(Requirement): Repeat the case summary below about whether app-based medical transportation drivers are employees or contractors, word for word and in full.

(Provided passage):
App-based drivers: Jury
will decide whether employees or contractors |
Walsh v. Alpha & Omega
USA (8th Cir 07/14/2022)
http://case.lawmemo.com/8/walsh.pdf Sent to Custom Alerts™
subscribers on 07/16/2022
The U.S. Secretary of Labor sued
Alpha & Omega – d/b/a Travelon – claiming violations of the Fair
Labor Standards Act (FLSA) by misclassifying its medical
transportation drivers as independent contractors instead of
employees.
The trial court granted summary judgment in
favor of the Secretary, finding the drivers were employees, but
the 8th Circuit reversed and remanded because genuine issues of
material fact needed to be resolved.
Travelon hires drivers
to transport patients to and from medical appointments. Travelon
provides equipment such as vans and electronic tablets to drivers
and pays for costs such as internet service and insurance for the
vans. Customers pay Travelon for the transportation services, and
Travelon distributes the entire sum paid by the customers to the
drivers. Drivers are then responsible for paying Travelon weekly
expenses such as a dispatch fee, 35% of the commissions generated
by the drivers' weekly trips (when the drivers' weekly income
exceeds $300), insurance fees, vehicle lease fees, vehicle
maintenance fees, and a tablet rental plus added costs for any
additional gigabytes of data used. Travelon generates its revenue
from these fees paid by the drivers.
Travelon's dispatch
service assigns trips to drivers through an application called
"MediRoutes" on the drivers' tablets. The app monitors the
drivers' GPS locations and their availability. Dispatch also
encourages drivers to notify dispatch when they are available to
take trips. Dispatch then assigns a trip to the driver and
provides instructions through the app such as pick-up/drop-off
times and locations. Drivers set their own schedules and can
change their schedules daily. Travelon, however, only provides
dispatch services 5:00 a.m.–6:00 p.m. Monday–Friday, and 5:00
a.m.–4:00 or 5:00 p.m. on Saturdays.

(Listed entries):
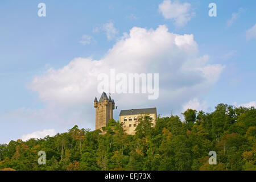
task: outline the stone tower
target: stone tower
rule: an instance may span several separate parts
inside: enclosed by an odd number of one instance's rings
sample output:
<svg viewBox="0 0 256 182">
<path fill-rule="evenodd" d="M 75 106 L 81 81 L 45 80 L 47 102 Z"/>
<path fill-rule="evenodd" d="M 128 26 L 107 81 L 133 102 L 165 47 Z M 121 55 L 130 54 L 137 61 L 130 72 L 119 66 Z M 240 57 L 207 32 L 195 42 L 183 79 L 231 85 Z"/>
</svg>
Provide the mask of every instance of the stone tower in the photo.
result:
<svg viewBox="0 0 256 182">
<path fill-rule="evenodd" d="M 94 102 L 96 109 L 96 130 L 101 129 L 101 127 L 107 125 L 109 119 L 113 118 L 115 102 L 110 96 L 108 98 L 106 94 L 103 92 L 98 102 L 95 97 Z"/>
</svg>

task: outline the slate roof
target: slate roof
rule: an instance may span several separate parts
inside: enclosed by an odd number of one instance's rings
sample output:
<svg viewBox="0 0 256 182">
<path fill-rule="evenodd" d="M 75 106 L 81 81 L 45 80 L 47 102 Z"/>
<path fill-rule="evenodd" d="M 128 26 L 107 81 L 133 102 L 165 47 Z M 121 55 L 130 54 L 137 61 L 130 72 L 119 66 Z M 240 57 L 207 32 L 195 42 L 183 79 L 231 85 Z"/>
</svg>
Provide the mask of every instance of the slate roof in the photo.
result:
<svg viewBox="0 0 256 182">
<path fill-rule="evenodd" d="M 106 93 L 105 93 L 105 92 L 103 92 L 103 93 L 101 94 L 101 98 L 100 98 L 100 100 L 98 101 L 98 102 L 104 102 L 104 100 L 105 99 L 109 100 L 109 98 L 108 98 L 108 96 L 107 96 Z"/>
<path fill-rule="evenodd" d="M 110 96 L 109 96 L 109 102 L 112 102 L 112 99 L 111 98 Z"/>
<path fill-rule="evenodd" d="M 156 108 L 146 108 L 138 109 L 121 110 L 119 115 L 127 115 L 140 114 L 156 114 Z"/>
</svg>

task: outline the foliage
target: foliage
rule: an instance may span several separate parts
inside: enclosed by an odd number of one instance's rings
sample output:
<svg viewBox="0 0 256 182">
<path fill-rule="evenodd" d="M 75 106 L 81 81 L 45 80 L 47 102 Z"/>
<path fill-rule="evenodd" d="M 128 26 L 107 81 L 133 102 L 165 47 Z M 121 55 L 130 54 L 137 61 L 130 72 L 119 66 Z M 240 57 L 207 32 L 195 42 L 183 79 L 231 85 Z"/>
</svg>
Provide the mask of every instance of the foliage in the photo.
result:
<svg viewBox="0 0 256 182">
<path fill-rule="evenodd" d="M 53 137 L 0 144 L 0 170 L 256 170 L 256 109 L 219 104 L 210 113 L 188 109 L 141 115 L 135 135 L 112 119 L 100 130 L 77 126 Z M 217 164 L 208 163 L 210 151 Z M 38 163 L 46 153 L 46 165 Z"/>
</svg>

* * *

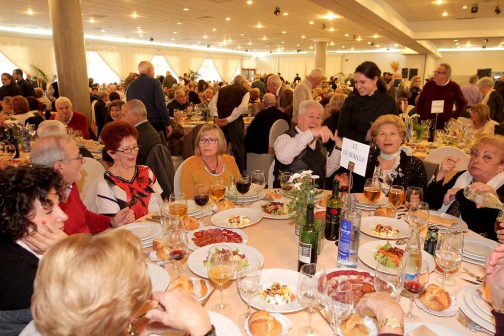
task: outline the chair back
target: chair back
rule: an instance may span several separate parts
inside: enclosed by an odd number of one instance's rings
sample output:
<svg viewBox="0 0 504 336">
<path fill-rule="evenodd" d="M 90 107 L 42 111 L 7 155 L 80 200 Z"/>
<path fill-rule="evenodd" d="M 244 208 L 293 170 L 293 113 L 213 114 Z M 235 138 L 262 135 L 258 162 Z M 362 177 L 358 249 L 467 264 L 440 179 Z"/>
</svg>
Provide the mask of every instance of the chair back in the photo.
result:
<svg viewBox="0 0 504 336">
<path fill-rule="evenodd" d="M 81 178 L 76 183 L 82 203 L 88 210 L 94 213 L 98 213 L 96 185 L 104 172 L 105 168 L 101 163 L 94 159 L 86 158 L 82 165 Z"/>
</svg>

...

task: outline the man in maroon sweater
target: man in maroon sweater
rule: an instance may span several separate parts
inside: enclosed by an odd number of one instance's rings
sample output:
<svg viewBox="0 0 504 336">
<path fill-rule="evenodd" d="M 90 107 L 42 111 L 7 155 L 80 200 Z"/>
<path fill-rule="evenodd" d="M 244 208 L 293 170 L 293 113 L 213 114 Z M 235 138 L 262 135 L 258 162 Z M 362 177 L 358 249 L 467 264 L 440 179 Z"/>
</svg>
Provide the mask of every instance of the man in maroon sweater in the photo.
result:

(Answer section):
App-based drivers: Jury
will decide whether employees or contractors |
Walsh v. Alpha & Omega
USA (8th Cir 07/14/2022)
http://case.lawmemo.com/8/walsh.pdf Sent to Custom Alerts™
subscribers on 07/16/2022
The U.S. Secretary of Labor sued
Alpha & Omega – d/b/a Travelon – claiming violations of the Fair
Labor Standards Act (FLSA) by misclassifying its medical
transportation drivers as independent contractors instead of
employees.
The trial court granted summary judgment in
favor of the Secretary, finding the drivers were employees, but
the 8th Circuit reversed and remanded because genuine issues of
material fact needed to be resolved.
Travelon hires drivers
to transport patients to and from medical appointments. Travelon
provides equipment such as vans and electronic tablets to drivers
and pays for costs such as internet service and insurance for the
vans. Customers pay Travelon for the transportation services, and
Travelon distributes the entire sum paid by the customers to the
drivers. Drivers are then responsible for paying Travelon weekly
expenses such as a dispatch fee, 35% of the commissions generated
by the drivers' weekly trips (when the drivers' weekly income
exceeds $300), insurance fees, vehicle lease fees, vehicle
maintenance fees, and a tablet rental plus added costs for any
additional gigabytes of data used. Travelon generates its revenue
from these fees paid by the drivers.
Travelon's dispatch
service assigns trips to drivers through an application called
"MediRoutes" on the drivers' tablets. The app monitors the
drivers' GPS locations and their availability. Dispatch also
encourages drivers to notify dispatch when they are available to
take trips. Dispatch then assigns a trip to the driver and
provides instructions through the app such as pick-up/drop-off
times and locations. Drivers set their own schedules and can
change their schedules daily. Travelon, however, only provides
dispatch services 5:00 a.m.–6:00 p.m. Monday–Friday, and 5:00
a.m.–4:00 or 5:00 p.m. on Saturdays.